* _Data to use_
================================

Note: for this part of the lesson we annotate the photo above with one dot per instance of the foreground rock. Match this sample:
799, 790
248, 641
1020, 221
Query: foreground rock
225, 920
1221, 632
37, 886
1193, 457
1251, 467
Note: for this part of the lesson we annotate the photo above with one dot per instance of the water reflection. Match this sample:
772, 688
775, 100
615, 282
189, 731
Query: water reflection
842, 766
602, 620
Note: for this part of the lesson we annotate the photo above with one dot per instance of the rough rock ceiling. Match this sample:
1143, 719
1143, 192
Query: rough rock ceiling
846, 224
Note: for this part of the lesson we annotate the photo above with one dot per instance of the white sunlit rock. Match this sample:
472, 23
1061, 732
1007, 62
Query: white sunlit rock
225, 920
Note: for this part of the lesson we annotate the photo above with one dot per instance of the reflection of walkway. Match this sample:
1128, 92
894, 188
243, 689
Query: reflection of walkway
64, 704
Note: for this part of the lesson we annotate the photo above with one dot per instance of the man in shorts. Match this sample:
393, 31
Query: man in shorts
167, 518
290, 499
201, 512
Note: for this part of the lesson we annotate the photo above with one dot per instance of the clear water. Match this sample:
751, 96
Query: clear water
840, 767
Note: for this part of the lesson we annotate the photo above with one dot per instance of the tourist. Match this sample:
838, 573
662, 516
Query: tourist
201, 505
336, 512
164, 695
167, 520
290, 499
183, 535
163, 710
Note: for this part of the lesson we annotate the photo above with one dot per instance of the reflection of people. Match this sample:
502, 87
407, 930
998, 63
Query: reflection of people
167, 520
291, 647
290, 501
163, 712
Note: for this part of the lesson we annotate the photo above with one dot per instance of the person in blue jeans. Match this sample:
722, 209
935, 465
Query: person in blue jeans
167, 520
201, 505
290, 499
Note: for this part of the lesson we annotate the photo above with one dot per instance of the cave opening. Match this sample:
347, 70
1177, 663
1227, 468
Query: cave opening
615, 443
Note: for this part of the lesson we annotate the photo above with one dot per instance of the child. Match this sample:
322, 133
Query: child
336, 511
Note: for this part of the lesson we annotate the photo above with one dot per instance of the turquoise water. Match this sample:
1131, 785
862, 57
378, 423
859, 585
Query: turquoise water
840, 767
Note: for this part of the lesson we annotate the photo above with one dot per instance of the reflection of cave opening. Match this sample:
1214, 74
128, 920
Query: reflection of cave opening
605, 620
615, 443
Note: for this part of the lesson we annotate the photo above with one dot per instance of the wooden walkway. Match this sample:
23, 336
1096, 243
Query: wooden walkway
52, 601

================================

* _The request_
Reproduce verbatim the stretch of the entries above from the line containing "of the wooden" through their final line.

* _Response for this exercise_
Note: for this part of the lesson we annotate the photo above with one dot per instance of the wooden walkway. Match this sample:
23, 336
1096, 243
Query: wooden walkway
52, 601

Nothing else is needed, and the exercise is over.